Single by Nina Simone

from the album 'Nuff Said
- B-side: "Do What You Gotta Do"
- Released: 1968
- Recorded: RCA studios, New York City
- Genre: Pop, soul
- Length: 2:57
- Label: RCA
- Songwriters: James Rado, Gerome Ragni, Galt MacDermot

= Ain't Got No, I Got Life =

"Ain't Got No, I Got Life" is a 1968 single by American singer-songwriter Nina Simone, from her album 'Nuff Said. It is a medley of two songs, "Ain't Got No" and "I Got Life", from the musical Hair, with lyrics by James Rado and Gerome Ragni and music by Galt MacDermot. The combination of the two songs was rewritten by Simone to suit her purpose.

The song peaked at number 2 in the UK and at number 1 in the Netherlands. It also charted on the Billboard Hot 100, where it reached number 94. The song helped Simone gain popularity under a new, younger audience, and became a standard in her repertoire.

==Assessment and performance==
Yale musicologist Daphne Brooks described the song as "a new black anthem" – a "wholly original" reimagining of the material to create a "trademark" racial protest song as powerful as Simone's earlier "Mississippi Goddam" and "Four Women".

Vanderbilt Professor Emily J. Lordi agreed that the song was an anthem, bonding the two Hair songs "in accordance with soul logic" such that Simone puts the lie to the first lyric about having nothing. Simone proves with her energy and expression that she has "multiple homes, including a home in her own body." She asserts her racial and musical "high priestess" power to transform deprivation into abundance. In the 1969 New York City performance included on Simone's live album Black Gold, she brings the song to a false ending, inviting applause, then continues for additional minutes. Lordi said, "This is a technique from the gospel playbook, and its effect is to indicate that the rest of the performance is running on reserves of spirit—an effect she will also produce when she sings the last word." Simone invites a call-and-response connection with the audience, then leads them to a sense of shared community, a rediscovery of their collective soul.

--*--

### Brief A
Name every chart mentioned in the Nina Simone song article, along with the peak position the song reached on each.
### Brief B
Copy from the Nina Simone song article, starting at "- Released: 1968" and continuing up to and including "suit her purpose.".
### Brief C
According to the Nina Simone song article, where was the single recorded?

### Extracted entries
--*--

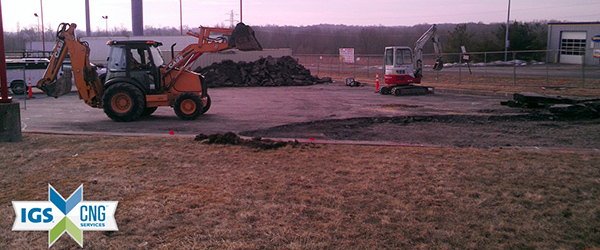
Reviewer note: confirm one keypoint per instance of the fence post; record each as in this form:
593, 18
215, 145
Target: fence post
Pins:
319, 65
368, 65
460, 68
485, 65
514, 68
583, 70
547, 68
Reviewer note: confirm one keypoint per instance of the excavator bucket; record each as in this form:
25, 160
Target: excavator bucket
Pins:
243, 38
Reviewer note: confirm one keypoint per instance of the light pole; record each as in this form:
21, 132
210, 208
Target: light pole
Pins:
38, 17
506, 42
180, 18
106, 20
43, 39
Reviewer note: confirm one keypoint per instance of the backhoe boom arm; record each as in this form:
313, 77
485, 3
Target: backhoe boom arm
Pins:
88, 84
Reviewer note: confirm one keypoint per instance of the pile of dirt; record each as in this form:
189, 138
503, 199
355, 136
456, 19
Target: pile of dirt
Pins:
231, 138
283, 71
560, 106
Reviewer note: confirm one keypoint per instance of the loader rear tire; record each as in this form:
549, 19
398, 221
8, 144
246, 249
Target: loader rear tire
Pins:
123, 102
148, 111
188, 106
207, 107
18, 87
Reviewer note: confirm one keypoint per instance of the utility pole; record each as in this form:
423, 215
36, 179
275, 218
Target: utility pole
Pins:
106, 21
43, 33
231, 19
88, 29
506, 42
180, 18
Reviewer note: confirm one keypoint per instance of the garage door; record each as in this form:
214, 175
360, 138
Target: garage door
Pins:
572, 47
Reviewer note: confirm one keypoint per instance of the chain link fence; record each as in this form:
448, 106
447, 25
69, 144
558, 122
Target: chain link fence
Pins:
522, 68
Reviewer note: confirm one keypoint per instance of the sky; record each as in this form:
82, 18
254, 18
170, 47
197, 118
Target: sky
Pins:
208, 13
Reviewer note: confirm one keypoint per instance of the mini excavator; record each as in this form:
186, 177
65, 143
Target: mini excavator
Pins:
403, 69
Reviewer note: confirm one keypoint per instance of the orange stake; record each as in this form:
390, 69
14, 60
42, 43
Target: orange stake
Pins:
30, 95
377, 82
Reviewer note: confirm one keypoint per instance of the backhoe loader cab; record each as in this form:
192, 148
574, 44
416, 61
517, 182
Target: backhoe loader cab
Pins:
137, 62
138, 80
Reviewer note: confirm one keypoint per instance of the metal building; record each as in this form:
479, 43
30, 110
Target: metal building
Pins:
574, 43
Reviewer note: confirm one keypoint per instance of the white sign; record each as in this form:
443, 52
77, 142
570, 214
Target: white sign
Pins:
347, 55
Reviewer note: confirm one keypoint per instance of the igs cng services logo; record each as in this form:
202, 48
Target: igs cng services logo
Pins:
58, 215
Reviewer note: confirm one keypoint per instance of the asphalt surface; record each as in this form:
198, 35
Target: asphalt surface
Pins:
245, 109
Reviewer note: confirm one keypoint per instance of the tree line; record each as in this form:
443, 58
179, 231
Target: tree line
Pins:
327, 39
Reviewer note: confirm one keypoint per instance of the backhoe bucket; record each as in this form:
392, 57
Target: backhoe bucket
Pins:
439, 65
243, 38
61, 86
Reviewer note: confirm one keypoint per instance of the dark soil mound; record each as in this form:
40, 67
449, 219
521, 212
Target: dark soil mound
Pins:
283, 71
231, 138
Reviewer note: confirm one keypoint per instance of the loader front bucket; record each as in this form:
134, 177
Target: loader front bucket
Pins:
243, 38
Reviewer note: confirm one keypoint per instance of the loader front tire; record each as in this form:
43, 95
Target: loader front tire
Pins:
188, 106
123, 102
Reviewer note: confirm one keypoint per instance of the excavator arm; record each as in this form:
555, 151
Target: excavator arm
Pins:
87, 82
430, 34
211, 40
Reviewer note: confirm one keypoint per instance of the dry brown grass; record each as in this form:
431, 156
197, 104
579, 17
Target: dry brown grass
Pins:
175, 193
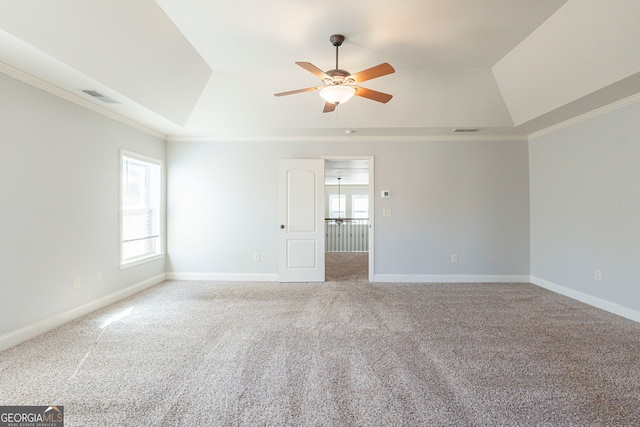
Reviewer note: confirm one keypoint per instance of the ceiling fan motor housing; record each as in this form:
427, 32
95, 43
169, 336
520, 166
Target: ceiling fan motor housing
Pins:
336, 39
338, 77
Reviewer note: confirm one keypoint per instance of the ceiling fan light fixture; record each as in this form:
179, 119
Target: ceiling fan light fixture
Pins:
337, 94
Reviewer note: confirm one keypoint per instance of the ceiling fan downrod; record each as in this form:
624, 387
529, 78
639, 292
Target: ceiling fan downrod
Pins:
336, 40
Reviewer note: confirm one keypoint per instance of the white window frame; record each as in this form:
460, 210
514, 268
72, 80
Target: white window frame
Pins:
160, 251
353, 204
343, 207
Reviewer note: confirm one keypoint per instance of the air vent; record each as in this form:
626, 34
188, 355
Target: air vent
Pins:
464, 130
100, 96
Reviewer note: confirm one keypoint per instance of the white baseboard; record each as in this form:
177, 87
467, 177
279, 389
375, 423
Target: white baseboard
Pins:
609, 306
449, 278
224, 277
23, 334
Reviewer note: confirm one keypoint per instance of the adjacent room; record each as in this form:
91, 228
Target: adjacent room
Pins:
321, 213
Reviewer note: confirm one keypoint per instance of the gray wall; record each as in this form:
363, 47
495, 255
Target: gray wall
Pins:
468, 198
585, 207
59, 168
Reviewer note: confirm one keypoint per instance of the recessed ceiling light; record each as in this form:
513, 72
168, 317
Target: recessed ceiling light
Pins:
462, 130
100, 96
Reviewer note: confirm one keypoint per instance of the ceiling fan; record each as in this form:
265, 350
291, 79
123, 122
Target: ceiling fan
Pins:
338, 86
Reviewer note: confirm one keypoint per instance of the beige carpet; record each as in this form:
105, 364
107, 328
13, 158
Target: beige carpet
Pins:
335, 353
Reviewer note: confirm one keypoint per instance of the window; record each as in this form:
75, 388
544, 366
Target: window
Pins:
336, 206
141, 201
360, 206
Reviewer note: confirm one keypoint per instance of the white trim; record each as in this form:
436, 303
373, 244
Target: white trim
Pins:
587, 116
224, 277
609, 306
360, 138
162, 206
16, 337
140, 261
450, 278
75, 98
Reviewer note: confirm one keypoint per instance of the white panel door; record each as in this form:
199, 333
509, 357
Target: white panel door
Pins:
301, 213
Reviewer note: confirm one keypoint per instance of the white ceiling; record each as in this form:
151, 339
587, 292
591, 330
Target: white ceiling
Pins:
209, 68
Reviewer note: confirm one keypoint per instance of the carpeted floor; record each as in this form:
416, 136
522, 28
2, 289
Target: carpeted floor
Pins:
343, 352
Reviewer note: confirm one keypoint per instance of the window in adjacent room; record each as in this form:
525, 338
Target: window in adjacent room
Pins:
141, 201
360, 206
337, 206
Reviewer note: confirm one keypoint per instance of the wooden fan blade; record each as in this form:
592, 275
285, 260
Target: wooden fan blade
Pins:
373, 94
329, 107
291, 92
373, 72
313, 70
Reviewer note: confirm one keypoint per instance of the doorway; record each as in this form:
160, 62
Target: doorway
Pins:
348, 218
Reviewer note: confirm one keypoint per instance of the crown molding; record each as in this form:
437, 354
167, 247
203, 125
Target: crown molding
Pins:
37, 82
350, 138
587, 116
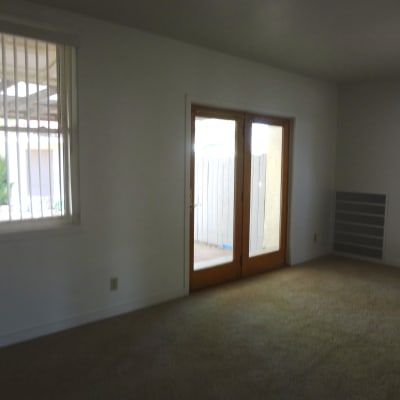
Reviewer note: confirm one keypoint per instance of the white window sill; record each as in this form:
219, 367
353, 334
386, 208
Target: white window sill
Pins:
26, 230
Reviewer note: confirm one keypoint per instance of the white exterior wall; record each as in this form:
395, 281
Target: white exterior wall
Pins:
134, 209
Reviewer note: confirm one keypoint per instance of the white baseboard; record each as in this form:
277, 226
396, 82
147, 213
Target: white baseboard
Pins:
85, 318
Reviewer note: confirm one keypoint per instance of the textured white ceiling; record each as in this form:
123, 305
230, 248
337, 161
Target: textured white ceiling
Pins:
339, 40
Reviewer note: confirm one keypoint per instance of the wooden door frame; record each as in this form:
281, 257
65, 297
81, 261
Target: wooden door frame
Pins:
211, 105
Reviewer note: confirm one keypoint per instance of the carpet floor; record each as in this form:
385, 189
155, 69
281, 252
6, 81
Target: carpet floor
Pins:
326, 329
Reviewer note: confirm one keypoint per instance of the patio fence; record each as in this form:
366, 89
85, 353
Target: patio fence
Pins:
214, 201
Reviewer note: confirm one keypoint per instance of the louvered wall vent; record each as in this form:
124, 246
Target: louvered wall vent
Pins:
359, 224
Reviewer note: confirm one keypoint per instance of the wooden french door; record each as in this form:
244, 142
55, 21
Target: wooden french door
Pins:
238, 201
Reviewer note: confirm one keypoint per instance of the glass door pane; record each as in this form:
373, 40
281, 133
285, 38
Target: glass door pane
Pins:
214, 192
265, 188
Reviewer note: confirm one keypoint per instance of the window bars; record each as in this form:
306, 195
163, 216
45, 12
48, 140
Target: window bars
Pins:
36, 105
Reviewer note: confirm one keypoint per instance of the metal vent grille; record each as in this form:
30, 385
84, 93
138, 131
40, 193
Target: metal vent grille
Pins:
359, 224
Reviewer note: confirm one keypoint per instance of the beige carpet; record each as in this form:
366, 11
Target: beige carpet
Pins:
328, 329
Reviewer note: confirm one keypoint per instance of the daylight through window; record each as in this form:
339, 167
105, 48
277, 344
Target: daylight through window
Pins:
35, 129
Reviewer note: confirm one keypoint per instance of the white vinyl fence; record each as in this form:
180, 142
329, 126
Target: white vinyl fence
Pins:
214, 201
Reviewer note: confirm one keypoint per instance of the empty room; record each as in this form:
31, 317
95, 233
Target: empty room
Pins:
199, 199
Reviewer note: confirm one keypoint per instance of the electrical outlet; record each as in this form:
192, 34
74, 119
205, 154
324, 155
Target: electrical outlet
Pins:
113, 283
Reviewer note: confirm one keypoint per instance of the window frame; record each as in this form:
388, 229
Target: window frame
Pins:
68, 126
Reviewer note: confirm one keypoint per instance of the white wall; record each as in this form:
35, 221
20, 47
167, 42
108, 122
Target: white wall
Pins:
368, 149
132, 89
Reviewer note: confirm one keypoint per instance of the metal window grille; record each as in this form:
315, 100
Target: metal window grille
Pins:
35, 129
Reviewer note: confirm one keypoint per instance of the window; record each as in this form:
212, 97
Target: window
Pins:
37, 132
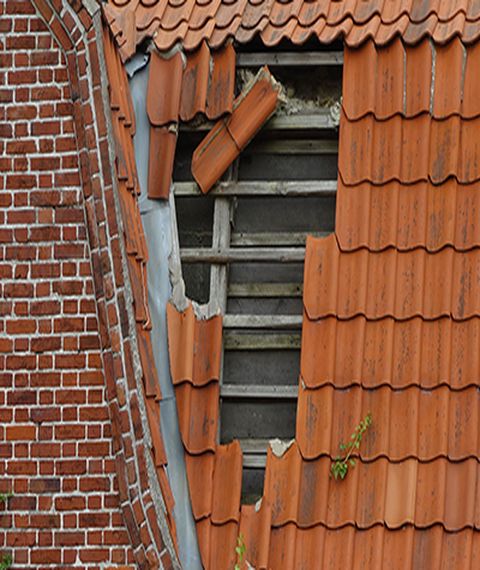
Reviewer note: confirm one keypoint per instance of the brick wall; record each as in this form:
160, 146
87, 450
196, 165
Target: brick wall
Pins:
55, 436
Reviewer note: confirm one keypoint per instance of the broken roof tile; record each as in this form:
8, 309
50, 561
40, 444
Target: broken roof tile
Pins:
377, 492
356, 20
194, 347
369, 353
163, 141
198, 416
384, 284
164, 89
325, 417
222, 86
255, 523
408, 216
228, 137
391, 305
195, 83
227, 483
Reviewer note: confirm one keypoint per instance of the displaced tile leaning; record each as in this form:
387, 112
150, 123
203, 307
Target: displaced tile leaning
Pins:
189, 22
204, 83
390, 327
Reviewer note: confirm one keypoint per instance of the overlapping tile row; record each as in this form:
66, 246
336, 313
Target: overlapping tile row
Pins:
180, 88
374, 353
377, 548
227, 138
214, 471
123, 122
409, 158
189, 22
409, 423
400, 284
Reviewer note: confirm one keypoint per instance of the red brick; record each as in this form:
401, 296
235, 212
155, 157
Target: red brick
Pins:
21, 433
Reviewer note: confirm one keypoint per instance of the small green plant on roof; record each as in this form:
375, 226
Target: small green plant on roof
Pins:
340, 466
5, 496
240, 550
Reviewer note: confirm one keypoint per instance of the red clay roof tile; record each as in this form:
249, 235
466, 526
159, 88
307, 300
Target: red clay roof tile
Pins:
228, 137
164, 89
407, 217
123, 121
386, 351
163, 141
200, 475
227, 483
378, 492
355, 20
198, 416
195, 83
194, 347
391, 314
222, 86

--*--

### Task answer A
UK: number 2
Netherlands: number 1
Billboard Hot 100: number 94

### Task answer B
- Released: 1968
- Recorded: RCA studios, New York City
- Genre: Pop, soul
- Length: 2:57
- Label: RCA
- Songwriters: James Rado, Gerome Ragni, Galt MacDermot

= Ain't Got No, I Got Life =

"Ain't Got No, I Got Life" is a 1968 single by American singer-songwriter Nina Simone, from her album 'Nuff Said. It is a medley of two songs, "Ain't Got No" and "I Got Life", from the musical Hair, with lyrics by James Rado and Gerome Ragni and music by Galt MacDermot. The combination of the two songs was rewritten by Simone to suit her purpose.

### Task answer C
At RCA studios in New York City.